- [Objective] Lay out every line of the items below as a numbered list, skipping blank lines. Leave the pictures out of your answer.

** START Input records **

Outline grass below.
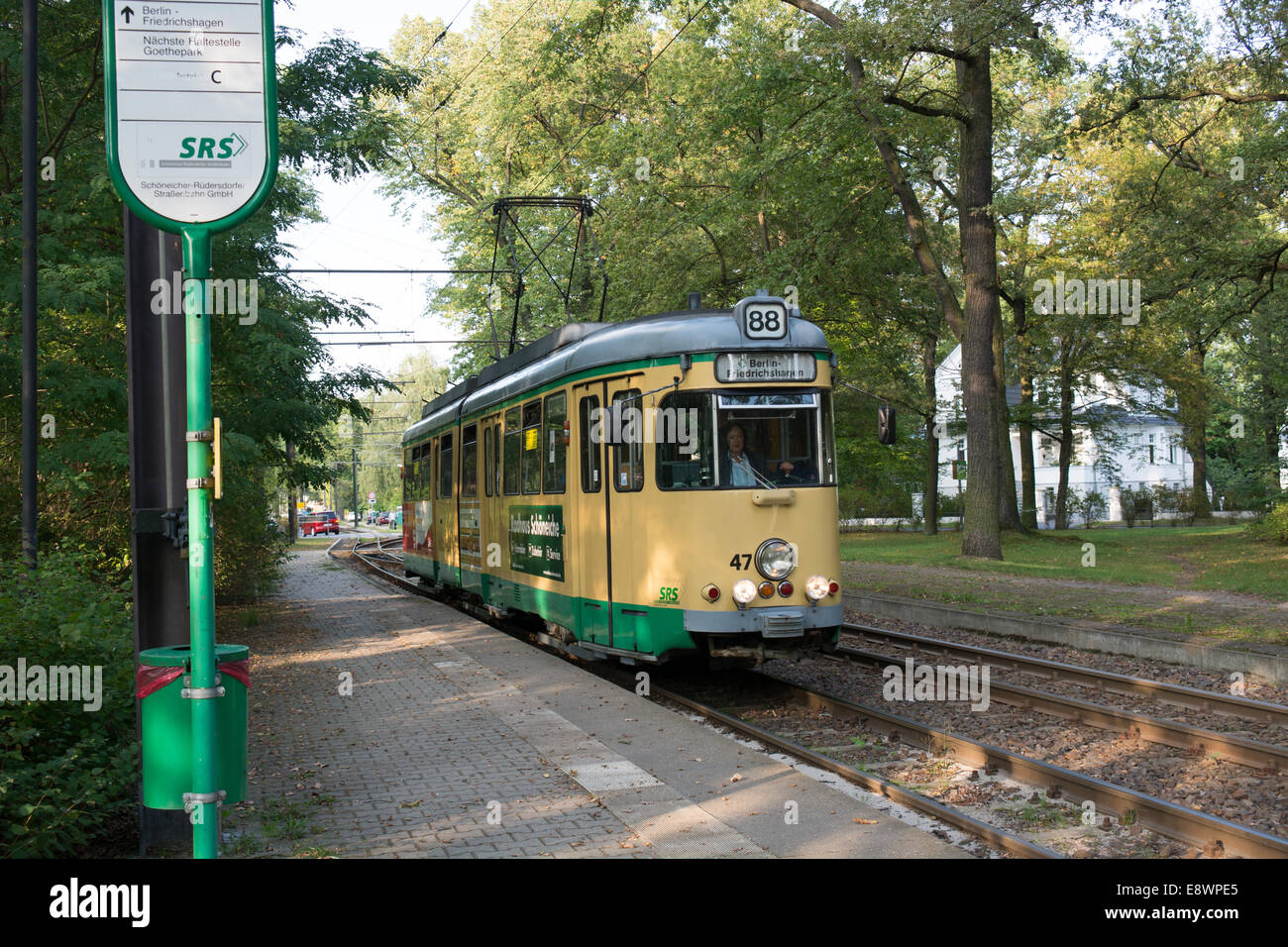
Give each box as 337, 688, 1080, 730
1001, 798, 1070, 831
841, 526, 1288, 601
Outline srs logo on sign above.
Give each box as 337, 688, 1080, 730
179, 132, 248, 158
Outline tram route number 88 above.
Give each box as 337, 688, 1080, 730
742, 301, 787, 339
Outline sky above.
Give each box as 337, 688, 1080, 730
275, 0, 1220, 377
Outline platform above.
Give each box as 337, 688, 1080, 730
234, 550, 970, 858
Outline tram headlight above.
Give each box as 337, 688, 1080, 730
756, 540, 796, 582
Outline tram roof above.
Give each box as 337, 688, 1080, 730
403, 309, 831, 442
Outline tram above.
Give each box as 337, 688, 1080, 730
402, 294, 842, 664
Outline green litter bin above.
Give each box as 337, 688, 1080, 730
136, 644, 250, 809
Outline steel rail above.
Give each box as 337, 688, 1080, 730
651, 685, 1064, 858
836, 647, 1288, 772
757, 672, 1288, 858
841, 622, 1288, 725
327, 536, 1064, 858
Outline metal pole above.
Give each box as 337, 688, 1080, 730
183, 227, 219, 858
22, 0, 36, 574
286, 441, 300, 546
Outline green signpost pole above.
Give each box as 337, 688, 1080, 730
103, 0, 277, 858
183, 227, 219, 858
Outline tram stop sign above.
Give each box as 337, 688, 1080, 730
103, 0, 277, 232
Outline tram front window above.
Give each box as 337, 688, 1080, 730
657, 391, 836, 489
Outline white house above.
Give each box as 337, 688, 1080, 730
935, 346, 1195, 527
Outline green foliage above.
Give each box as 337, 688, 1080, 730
0, 548, 138, 858
1250, 501, 1288, 545
0, 0, 413, 584
1122, 487, 1154, 530
1069, 489, 1109, 530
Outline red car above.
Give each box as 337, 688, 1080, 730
300, 510, 340, 536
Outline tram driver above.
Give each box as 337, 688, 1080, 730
720, 421, 795, 487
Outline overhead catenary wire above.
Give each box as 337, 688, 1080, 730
531, 0, 711, 191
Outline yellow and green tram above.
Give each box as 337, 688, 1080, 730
403, 294, 842, 664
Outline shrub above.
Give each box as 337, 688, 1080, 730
0, 548, 138, 858
1122, 487, 1154, 530
1069, 491, 1109, 528
1151, 483, 1181, 526
1249, 501, 1288, 545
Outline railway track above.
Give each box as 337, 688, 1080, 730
327, 536, 1288, 858
747, 674, 1288, 858
836, 633, 1288, 772
841, 622, 1288, 727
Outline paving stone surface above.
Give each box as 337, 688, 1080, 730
223, 550, 653, 858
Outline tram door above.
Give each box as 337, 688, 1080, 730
605, 378, 648, 651
577, 381, 612, 644
478, 414, 509, 601
433, 432, 461, 585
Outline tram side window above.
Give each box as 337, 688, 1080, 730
461, 424, 480, 496
505, 406, 523, 496
577, 394, 601, 493
523, 401, 541, 493
492, 424, 501, 496
654, 391, 716, 489
821, 391, 836, 483
541, 391, 568, 493
613, 388, 644, 493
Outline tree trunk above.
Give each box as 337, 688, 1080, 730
1177, 336, 1212, 519
921, 335, 939, 536
993, 312, 1024, 530
1261, 373, 1283, 493
1012, 296, 1038, 530
1055, 348, 1073, 530
957, 43, 1002, 559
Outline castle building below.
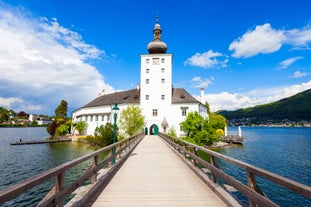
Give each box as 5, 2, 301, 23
72, 18, 208, 136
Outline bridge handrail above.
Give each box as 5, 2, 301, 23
0, 133, 144, 206
159, 133, 311, 206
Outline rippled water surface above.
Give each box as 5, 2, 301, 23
219, 127, 311, 207
0, 127, 94, 207
0, 127, 311, 207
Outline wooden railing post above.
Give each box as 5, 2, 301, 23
55, 172, 65, 207
92, 155, 98, 183
210, 154, 216, 183
193, 147, 198, 167
247, 171, 257, 207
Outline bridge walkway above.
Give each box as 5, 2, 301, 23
93, 135, 226, 207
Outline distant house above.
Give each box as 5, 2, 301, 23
72, 18, 208, 136
28, 114, 52, 125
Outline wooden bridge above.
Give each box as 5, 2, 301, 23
0, 134, 311, 207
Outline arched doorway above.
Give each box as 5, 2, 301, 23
149, 124, 159, 135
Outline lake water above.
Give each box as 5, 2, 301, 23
0, 127, 95, 207
0, 127, 311, 207
219, 127, 311, 207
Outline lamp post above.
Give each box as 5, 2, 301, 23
112, 103, 120, 164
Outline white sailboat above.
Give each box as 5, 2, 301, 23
225, 126, 228, 137
238, 126, 242, 137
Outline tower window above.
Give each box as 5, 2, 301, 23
180, 107, 188, 116
152, 58, 159, 65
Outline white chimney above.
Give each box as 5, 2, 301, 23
200, 88, 204, 104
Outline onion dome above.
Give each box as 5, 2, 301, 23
147, 17, 167, 54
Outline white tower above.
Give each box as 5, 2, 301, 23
140, 17, 172, 134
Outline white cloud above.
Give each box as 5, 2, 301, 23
285, 25, 311, 49
0, 4, 113, 114
289, 70, 307, 78
195, 81, 311, 112
229, 23, 285, 58
185, 50, 228, 68
279, 57, 303, 69
229, 23, 311, 58
191, 77, 214, 88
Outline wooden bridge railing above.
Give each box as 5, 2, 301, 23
160, 134, 311, 206
0, 134, 144, 207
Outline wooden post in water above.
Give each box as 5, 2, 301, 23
55, 172, 65, 207
210, 155, 216, 183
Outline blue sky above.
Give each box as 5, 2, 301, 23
0, 0, 311, 115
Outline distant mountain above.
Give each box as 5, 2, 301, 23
217, 89, 311, 123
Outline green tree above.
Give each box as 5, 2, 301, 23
205, 101, 211, 115
55, 100, 68, 119
209, 113, 227, 130
167, 127, 177, 137
0, 107, 10, 123
74, 121, 87, 134
94, 123, 118, 147
47, 100, 72, 138
119, 105, 145, 136
180, 112, 219, 146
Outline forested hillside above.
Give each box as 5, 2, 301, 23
217, 89, 311, 123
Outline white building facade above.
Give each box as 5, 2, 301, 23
72, 18, 208, 136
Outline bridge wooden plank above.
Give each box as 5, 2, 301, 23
93, 136, 226, 207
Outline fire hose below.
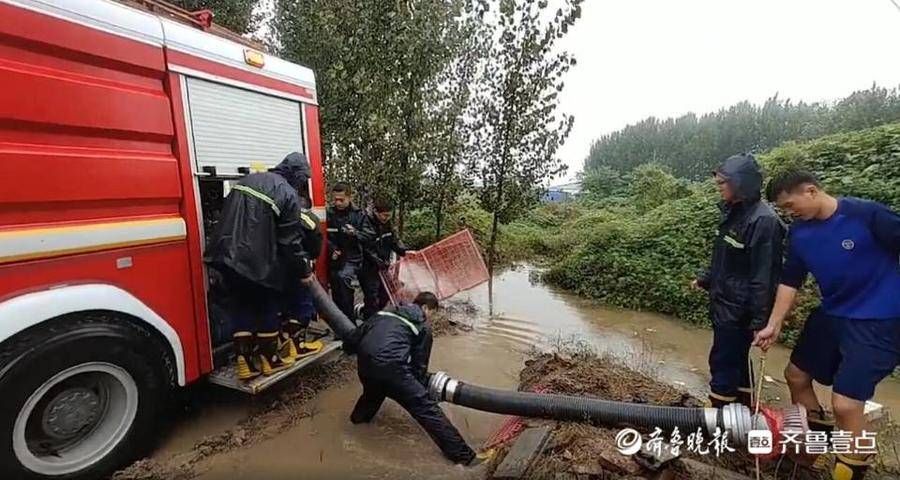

** END Input records **

- [Output for this exercise]
1. Outline grass below.
2. Give each box as 337, 688, 1080, 730
3. 1001, 798, 1070, 831
4. 841, 526, 1288, 601
5. Outline srs logo on sign above.
6. Give each box as 337, 688, 1080, 730
7. 179, 132, 248, 158
8. Outline tram route number 88 above.
9. Give each box as 337, 688, 1080, 730
10. 742, 301, 787, 339
11. Outline sky above.
12. Give each box as 337, 688, 1080, 730
13. 275, 0, 1220, 377
14. Outline platform above.
15. Give each box as 337, 688, 1080, 730
16. 234, 550, 970, 858
17. Outline tram headlight above.
18. Give each box as 337, 688, 1080, 730
19. 756, 540, 796, 582
20. Outline tram roof above.
21. Give each box as 337, 688, 1080, 730
22. 403, 309, 831, 442
23. Outline tram above.
24. Give each box as 337, 688, 1080, 730
25. 402, 294, 842, 664
26. Outline green litter bin above.
27. Give each box as 337, 688, 1080, 730
28. 136, 644, 250, 809
29. Outline steel rail above.
30. Give each box as 337, 688, 1080, 730
31. 651, 685, 1064, 858
32. 836, 647, 1288, 772
33. 757, 672, 1288, 858
34. 841, 622, 1288, 725
35. 327, 536, 1064, 858
36. Outline metal pole above.
37. Give each box as 337, 688, 1080, 730
38. 183, 227, 219, 858
39. 22, 0, 36, 574
40. 286, 441, 300, 546
41. Outline green signpost pole above.
42. Give each box as 337, 688, 1080, 730
43. 103, 0, 277, 858
44. 183, 227, 219, 858
45. Outline tram stop sign above.
46. Give each box as 337, 688, 1080, 730
47. 103, 0, 277, 232
48. Outline tram front window above.
49. Give each box as 337, 688, 1080, 730
50. 657, 391, 836, 489
51. Outline white house above.
52. Give each box as 337, 688, 1080, 730
53. 935, 346, 1195, 527
54. Outline green foliage above.
55. Give each box as 337, 688, 1080, 730
56. 0, 548, 138, 858
57. 1250, 501, 1288, 545
58. 0, 0, 413, 584
59. 1122, 487, 1154, 530
60. 1069, 489, 1109, 530
61. Outline red car above.
62. Give each box as 337, 688, 1080, 730
63. 300, 510, 340, 536
64. Outline tram driver above.
65. Give each box as 337, 688, 1080, 730
66. 720, 421, 795, 487
67. Outline overhead catenary wire above.
68. Give each box as 337, 688, 1080, 730
69. 531, 0, 711, 191
70. Outline yellow and green tram above.
71. Give each box as 337, 688, 1080, 730
72. 403, 294, 842, 664
73. Outline shrub above.
74. Give each box as 337, 688, 1080, 730
75. 0, 548, 138, 858
76. 1122, 487, 1154, 530
77. 1069, 491, 1109, 528
78. 1151, 483, 1181, 526
79. 1249, 501, 1288, 545
80. Outline railway track above.
81. Give each box as 337, 688, 1080, 730
82. 327, 536, 1288, 858
83. 747, 674, 1288, 858
84. 836, 633, 1288, 772
85. 841, 622, 1288, 727
86. Outline paving stone surface above.
87. Give each box as 337, 688, 1080, 730
88. 223, 550, 653, 858
89. Outline tram door above.
90. Give each box as 337, 688, 1080, 730
91. 605, 378, 648, 651
92. 577, 381, 612, 644
93. 478, 414, 509, 601
94. 433, 432, 461, 585
95. Outline tram side window above.
96. Give each box as 337, 688, 1080, 730
97. 461, 424, 480, 496
98. 505, 406, 523, 496
99. 577, 394, 601, 493
100. 523, 401, 541, 493
101. 492, 424, 501, 496
102. 654, 391, 716, 489
103. 821, 391, 836, 483
104. 541, 391, 568, 493
105. 613, 388, 644, 493
106. Outline tree trunk above.
107. Give each box as 337, 688, 1080, 730
108. 1177, 336, 1212, 519
109. 921, 335, 939, 536
110. 993, 312, 1024, 530
111. 1261, 373, 1283, 493
112. 1012, 296, 1038, 530
113. 1055, 348, 1073, 530
114. 957, 43, 1002, 559
115. Outline castle building below.
116. Give each box as 5, 2, 301, 23
117. 72, 18, 208, 136
118. Outline bridge handrail above.
119. Give each box as 5, 2, 301, 23
120. 0, 133, 144, 206
121. 159, 133, 311, 206
122. Outline rippled water surface above.
123. Give each box as 5, 2, 301, 23
124. 219, 127, 311, 207
125. 0, 127, 94, 207
126. 0, 127, 311, 207
127. Outline wooden railing post above.
128. Give each box as 5, 2, 301, 23
129. 55, 172, 65, 207
130. 92, 155, 98, 183
131. 210, 154, 216, 183
132. 193, 147, 198, 167
133. 247, 171, 257, 207
134. Outline bridge walkway above.
135. Give each box as 5, 2, 301, 23
136. 93, 135, 226, 207
137. Outline distant house above.
138. Give each box as 5, 2, 301, 23
139. 72, 18, 208, 136
140. 28, 114, 52, 125
141. Outline wooden bridge above.
142. Give each box as 5, 2, 301, 23
143. 0, 134, 311, 207
144. Outline arched doorway above.
145. Give each box as 5, 2, 301, 23
146. 149, 124, 159, 135
147. Outline lake water above.
148. Give each box as 5, 2, 301, 23
149. 0, 127, 95, 207
150. 0, 127, 311, 207
151. 219, 127, 311, 207
152. Outline lamp post above.
153. Give each box as 5, 2, 301, 23
154. 112, 103, 120, 164
155. Outline white sailboat above.
156. Give each box as 5, 2, 301, 23
157. 225, 126, 228, 137
158. 238, 126, 242, 137
159. Outline tower window above.
160. Give each box as 5, 2, 301, 23
161. 180, 107, 188, 116
162. 152, 58, 159, 65
163. Outline white chimney above.
164. Give each box as 5, 2, 301, 23
165. 200, 88, 204, 104
166. Outline onion dome above.
167. Give each box as 5, 2, 301, 23
168. 147, 17, 167, 54
169. Outline white tower above.
170. Give each box as 5, 2, 301, 23
171. 140, 17, 172, 134
172. Outline white cloud above.
173. Give each box as 5, 2, 301, 23
174. 285, 25, 311, 49
175. 0, 4, 113, 114
176. 289, 70, 307, 78
177. 195, 81, 311, 112
178. 229, 23, 285, 58
179. 185, 50, 228, 68
180. 279, 57, 303, 69
181. 229, 23, 311, 58
182. 191, 77, 214, 88
183. Outline wooden bridge railing above.
184. Give each box as 5, 2, 301, 23
185. 160, 134, 311, 206
186. 0, 134, 144, 207
187. Outline wooden post in water above.
188. Give each box as 5, 2, 301, 23
189. 55, 172, 65, 207
190. 210, 155, 216, 183
191. Outline blue sky above.
192. Give each box as 5, 2, 301, 23
193. 0, 0, 311, 115
194. Outline distant mountain above.
195. Give each box as 5, 2, 301, 23
196. 217, 89, 311, 123
197. Outline green tree above.
198. Give each box as 5, 2, 301, 23
199. 205, 101, 211, 115
200. 55, 100, 68, 119
201. 209, 113, 227, 130
202. 167, 127, 177, 137
203. 0, 107, 10, 123
204. 74, 121, 87, 134
205. 94, 123, 118, 147
206. 47, 100, 72, 138
207. 119, 105, 145, 136
208. 180, 112, 219, 146
209. Outline forested hillside above.
210. Give each box as 5, 2, 301, 23
211. 217, 89, 311, 123
212. Outline white building facade above.
213. Give each box as 5, 2, 301, 23
214. 72, 18, 208, 136
215. Outline bridge wooden plank above.
216. Give each box as 5, 2, 301, 23
217. 93, 136, 226, 207
218. Outline fire hose below.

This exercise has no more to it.